=== Exercise requirements ===
(a) Please reproduce the stretch of the article about Jack's injury from "Jack in A&E" through "be tidied away.", word for word.
(b) Answer these from the article about Jack's injury:
(i) At what time did Beatrice and Jack arrive at Glan Clwyd Hospital?
(ii) How long did Jack's operation last?
(iii) Where did Robert find Bea and Jack?

=== Text ===
◇ ◇ ◇
Beatrice and Jack waited about an hour for an ambulance before Beatrice called her parents. They arrived at Glan Clwyd Hospital at 2.30am.

“Jack was very scared and in a lot of pain by this point,” Beatrice added.

“Not only because of the pain but the worry of not being able to feel several of his fingers.

“I tried to keep positive for him. I was extremely upset but did the best I could to keep him talking, warm and his wound tightly covered. Even minutes felt like forever but the scariest part was seeing Jack so distraught."

Rhyl Journal:

Jack in A&E

Jack, who sustained the injury to his right wrist, has three months of recovery before he can return to his career as an apprentice electrician.

He spent seven hours in A&E and then another nine hours in the Queen Elizabeth Hospital Birmingham.

He had a five hour operation.

He is now recovering at home and cannot return to work for 12 weeks.

Beatrice and Jack are raising awareness about the incident in the hope people take away their mess or inform a nearby store or bar if a bottle or glass is dropped, so it can be tidied away.

Beatrice said: “A drunken fall, which I know is common within young people, has turned into an issue for Jack’s career as he may never regain feeling in parts of his hand again.

"No matter what teens go out drinking excessively, however the government need to ensure they are able to do so in a safe environment.

“We both enjoy going out in Rhyl, the people are friendly and the bars are lively, however we are both put off drinking in the town again due to the amount of glass left laying around and the danger we now see it poses.”

Robert, Beatrice’s father, said: “We were woken up by a phone call at 2.30am. Anybody with teenage children knows a call in the night creates dread that something terrible has happened.

“We found Bea and Jack waiting on the Coast Road near the Savoy hotel.
◇ ◇ ◇
Stored dataset items

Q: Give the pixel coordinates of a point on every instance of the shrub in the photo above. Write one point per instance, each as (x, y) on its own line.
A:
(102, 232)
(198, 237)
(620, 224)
◇ ◇ ◇
=== Task responses ===
(a)
Jack in A&E

Jack, who sustained the injury to his right wrist, has three months of recovery before he can return to his career as an apprentice electrician.

He spent seven hours in A&E and then another nine hours in the Queen Elizabeth Hospital Birmingham.

He had a five hour operation.

He is now recovering at home and cannot return to work for 12 weeks.

Beatrice and Jack are raising awareness about the incident in the hope people take away their mess or inform a nearby store or bar if a bottle or glass is dropped, so it can be tidied away.

(b)
(i) 2.30am
(ii) Five hours
(iii) On the Coast Road near the Savoy hotel